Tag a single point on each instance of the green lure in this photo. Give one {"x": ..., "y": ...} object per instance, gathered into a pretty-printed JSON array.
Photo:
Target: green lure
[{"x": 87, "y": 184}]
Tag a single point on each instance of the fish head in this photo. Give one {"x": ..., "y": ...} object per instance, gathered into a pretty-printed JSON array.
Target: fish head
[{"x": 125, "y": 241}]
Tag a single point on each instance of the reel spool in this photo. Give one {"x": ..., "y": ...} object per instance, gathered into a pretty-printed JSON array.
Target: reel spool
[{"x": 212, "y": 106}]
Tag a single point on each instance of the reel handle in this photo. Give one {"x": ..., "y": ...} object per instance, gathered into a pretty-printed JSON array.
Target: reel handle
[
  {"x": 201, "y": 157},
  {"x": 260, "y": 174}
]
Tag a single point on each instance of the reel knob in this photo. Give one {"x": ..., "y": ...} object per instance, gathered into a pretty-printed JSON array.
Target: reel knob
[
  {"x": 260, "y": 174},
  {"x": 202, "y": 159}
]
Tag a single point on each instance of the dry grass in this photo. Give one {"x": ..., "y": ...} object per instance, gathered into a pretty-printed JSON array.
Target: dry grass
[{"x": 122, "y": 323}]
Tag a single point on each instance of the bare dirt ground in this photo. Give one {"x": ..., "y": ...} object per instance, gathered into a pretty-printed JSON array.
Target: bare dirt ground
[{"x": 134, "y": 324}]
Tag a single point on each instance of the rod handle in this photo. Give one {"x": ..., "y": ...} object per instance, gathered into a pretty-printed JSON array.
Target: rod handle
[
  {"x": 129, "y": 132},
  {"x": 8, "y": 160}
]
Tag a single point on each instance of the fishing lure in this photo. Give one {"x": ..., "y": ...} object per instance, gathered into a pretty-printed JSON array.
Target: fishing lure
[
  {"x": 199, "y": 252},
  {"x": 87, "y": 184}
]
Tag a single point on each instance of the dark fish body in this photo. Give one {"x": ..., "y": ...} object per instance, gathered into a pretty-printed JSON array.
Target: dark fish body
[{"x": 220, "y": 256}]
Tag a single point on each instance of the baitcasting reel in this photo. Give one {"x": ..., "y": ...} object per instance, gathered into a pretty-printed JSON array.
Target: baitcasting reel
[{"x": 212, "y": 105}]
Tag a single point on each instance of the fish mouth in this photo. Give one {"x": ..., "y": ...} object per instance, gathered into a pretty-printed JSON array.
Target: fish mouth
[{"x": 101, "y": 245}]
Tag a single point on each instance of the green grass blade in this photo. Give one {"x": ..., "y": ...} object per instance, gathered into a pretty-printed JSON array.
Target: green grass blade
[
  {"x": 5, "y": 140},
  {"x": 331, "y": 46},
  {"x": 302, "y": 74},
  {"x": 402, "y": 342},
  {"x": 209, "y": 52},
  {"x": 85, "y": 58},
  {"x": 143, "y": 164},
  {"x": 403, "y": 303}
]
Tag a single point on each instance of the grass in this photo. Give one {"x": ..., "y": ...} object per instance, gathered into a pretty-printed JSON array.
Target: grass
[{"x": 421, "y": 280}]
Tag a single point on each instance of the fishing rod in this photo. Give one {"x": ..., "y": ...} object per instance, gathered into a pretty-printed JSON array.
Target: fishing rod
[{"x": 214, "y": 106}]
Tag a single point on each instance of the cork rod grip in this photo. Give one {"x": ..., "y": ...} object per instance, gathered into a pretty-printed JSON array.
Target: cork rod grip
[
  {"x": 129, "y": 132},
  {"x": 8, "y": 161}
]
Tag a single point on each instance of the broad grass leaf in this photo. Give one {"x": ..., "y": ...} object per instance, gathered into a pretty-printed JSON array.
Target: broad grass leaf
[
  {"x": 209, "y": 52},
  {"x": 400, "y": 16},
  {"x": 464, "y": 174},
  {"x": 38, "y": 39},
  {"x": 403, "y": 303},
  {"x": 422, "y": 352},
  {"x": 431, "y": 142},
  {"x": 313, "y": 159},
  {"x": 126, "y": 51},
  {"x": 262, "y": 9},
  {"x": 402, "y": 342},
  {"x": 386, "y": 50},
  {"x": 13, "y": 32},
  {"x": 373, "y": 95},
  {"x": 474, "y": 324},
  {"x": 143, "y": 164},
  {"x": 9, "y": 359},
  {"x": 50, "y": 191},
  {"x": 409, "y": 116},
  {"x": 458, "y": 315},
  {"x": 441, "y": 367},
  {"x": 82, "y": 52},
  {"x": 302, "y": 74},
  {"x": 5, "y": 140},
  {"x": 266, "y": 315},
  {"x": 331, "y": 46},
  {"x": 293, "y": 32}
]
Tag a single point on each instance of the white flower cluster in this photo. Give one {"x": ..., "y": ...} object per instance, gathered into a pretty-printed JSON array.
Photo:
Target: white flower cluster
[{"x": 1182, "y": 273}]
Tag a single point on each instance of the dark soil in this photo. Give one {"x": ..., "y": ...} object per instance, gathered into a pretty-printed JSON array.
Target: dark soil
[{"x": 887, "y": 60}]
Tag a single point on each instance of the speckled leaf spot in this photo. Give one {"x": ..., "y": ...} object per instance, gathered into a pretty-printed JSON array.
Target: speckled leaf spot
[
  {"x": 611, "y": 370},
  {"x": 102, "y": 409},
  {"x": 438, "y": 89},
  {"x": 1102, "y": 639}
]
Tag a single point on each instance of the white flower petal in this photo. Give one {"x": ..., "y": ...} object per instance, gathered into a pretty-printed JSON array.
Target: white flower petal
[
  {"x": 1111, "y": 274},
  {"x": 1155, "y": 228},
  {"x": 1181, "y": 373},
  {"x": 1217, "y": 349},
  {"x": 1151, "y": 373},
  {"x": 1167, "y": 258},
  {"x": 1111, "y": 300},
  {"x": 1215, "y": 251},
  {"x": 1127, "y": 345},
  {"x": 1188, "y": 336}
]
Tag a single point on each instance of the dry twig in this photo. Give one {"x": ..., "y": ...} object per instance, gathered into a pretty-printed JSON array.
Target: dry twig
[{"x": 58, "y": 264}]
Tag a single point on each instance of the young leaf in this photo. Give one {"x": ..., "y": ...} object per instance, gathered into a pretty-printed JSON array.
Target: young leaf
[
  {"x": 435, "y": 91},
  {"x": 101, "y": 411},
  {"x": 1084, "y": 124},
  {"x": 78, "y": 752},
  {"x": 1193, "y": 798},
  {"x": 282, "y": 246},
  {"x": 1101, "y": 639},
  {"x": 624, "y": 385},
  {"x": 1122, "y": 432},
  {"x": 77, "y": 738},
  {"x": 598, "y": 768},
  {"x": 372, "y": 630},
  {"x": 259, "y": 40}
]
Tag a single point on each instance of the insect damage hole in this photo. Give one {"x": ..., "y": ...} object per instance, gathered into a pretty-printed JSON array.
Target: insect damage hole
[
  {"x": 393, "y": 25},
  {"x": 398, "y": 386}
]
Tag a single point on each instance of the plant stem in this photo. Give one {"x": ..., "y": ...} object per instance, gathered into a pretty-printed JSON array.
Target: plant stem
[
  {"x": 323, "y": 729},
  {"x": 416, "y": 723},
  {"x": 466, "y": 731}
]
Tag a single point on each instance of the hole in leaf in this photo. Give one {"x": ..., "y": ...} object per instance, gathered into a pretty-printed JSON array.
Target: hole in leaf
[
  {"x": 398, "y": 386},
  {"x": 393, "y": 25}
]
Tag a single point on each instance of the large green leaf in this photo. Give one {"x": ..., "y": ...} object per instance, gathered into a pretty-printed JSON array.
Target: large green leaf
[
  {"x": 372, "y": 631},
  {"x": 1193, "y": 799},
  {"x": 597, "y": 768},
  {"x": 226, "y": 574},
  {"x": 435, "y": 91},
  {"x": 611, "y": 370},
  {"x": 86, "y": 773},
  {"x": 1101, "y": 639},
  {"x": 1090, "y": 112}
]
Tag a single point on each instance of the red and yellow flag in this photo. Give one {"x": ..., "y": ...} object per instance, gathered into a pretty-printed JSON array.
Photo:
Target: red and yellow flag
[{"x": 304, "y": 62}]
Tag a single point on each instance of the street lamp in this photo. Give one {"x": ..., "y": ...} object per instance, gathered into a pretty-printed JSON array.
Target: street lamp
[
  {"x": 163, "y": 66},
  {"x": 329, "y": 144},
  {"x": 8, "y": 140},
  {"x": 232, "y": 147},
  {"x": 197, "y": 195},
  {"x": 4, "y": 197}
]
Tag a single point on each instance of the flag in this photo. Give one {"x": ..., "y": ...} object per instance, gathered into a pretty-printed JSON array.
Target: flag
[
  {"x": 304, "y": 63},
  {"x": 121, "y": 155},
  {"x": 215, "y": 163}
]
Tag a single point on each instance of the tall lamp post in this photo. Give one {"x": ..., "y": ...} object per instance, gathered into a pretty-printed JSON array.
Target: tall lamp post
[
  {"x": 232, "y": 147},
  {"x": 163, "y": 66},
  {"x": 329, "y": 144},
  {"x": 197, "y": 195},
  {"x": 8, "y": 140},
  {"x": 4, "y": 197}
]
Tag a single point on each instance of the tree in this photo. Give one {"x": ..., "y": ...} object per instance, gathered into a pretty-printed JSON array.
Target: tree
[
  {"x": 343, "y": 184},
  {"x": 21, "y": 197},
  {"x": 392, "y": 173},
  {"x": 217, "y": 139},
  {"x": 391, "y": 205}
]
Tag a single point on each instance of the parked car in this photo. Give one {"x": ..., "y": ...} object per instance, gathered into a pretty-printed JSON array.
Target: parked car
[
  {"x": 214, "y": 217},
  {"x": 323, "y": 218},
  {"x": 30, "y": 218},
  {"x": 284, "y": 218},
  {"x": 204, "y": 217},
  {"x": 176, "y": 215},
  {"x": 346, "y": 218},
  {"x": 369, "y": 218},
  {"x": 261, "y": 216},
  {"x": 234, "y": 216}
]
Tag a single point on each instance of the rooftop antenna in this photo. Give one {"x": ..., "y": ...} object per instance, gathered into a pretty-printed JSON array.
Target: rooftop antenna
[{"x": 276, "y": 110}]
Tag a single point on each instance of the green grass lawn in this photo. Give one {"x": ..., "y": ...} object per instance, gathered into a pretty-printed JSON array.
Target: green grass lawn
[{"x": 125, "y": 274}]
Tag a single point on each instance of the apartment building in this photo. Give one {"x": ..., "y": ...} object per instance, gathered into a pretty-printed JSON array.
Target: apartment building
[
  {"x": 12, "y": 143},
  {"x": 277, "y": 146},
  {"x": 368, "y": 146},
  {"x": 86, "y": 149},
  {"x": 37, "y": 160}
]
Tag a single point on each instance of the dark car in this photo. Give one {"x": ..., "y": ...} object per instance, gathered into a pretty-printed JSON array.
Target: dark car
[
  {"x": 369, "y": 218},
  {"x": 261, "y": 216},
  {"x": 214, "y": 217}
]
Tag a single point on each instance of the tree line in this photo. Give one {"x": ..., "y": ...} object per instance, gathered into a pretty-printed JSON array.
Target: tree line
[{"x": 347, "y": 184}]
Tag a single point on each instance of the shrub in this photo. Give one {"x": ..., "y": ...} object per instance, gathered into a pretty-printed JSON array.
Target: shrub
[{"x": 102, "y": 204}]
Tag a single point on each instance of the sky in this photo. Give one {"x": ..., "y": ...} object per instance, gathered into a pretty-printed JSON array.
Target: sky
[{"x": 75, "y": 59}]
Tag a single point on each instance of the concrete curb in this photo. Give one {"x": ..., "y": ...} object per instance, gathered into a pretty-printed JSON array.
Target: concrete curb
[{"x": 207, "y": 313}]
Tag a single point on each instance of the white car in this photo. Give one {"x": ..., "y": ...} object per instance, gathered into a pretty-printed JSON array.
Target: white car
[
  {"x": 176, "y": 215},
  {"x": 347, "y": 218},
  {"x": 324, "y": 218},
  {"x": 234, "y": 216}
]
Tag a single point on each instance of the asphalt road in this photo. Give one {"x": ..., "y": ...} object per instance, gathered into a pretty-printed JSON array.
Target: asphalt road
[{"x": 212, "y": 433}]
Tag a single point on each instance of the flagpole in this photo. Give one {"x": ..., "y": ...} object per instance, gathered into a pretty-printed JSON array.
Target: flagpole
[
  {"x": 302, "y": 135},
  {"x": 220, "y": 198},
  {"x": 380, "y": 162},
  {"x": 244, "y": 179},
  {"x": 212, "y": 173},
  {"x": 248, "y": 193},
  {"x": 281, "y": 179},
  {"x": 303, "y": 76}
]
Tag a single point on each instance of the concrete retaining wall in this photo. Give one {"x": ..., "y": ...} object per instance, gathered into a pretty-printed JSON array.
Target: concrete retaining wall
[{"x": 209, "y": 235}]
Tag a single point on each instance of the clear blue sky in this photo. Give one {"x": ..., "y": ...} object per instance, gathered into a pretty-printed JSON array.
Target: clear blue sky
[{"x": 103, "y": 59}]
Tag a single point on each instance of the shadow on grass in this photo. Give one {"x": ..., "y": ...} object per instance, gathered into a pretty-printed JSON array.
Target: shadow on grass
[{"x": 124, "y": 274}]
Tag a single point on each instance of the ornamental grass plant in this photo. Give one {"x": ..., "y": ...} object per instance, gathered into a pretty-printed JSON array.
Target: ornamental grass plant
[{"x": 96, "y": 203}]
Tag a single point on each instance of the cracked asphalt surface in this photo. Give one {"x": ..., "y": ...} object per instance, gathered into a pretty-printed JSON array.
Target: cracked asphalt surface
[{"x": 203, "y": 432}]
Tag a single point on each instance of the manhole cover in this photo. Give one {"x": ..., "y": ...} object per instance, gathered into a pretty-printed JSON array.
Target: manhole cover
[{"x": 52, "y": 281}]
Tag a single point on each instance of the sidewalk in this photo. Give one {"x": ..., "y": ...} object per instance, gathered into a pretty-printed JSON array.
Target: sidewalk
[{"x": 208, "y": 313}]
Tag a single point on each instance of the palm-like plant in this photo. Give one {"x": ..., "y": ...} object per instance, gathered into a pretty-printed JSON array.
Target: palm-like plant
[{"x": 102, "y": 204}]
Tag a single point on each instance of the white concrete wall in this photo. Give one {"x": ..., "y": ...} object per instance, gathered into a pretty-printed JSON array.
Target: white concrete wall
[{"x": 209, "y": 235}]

* Exercise objective
Repeat only the stretch of lines that opens with the line containing "Tag a single point on each instance of the ornamental" and closes with the final line of the entries, both included, exactly as written.

* Expected answer
Tag a single point on each instance of the ornamental grass plant in this photo. Give one {"x": ..., "y": ...} object per instance, gathered into a pretty-printed JSON array.
Target: ornamental grass plant
[{"x": 96, "y": 203}]
Tag a single point on each instance of the cracked asphalt surface in this photo. Give one {"x": ..., "y": ...} object per instance, gathered into a pretty-printed JSON array.
Target: cracked asphalt surface
[{"x": 203, "y": 432}]
Tag a single point on each instance of the manhole cover in this photo. Give one {"x": ..., "y": ...} object per instance, gathered into a pretty-printed JSON array.
Target: manhole cover
[{"x": 52, "y": 281}]
Tag a single point on each instance of the sidewalk in this photo. Give one {"x": ..., "y": ...} object per instance, gathered into a pretty-printed JSON array.
Target: sidewalk
[{"x": 208, "y": 313}]
Tag a single point on each instance of the palm-like plant in this photo. Give one {"x": ..., "y": ...} object per instance, gathered into a pretty-printed JSON array.
Target: palm-like plant
[{"x": 102, "y": 204}]
Tag a single point on each instance of the white concrete wall in this photo. Give one {"x": ..., "y": ...} object per instance, gathered into a pretty-printed JSON array.
Target: white concrete wall
[{"x": 209, "y": 235}]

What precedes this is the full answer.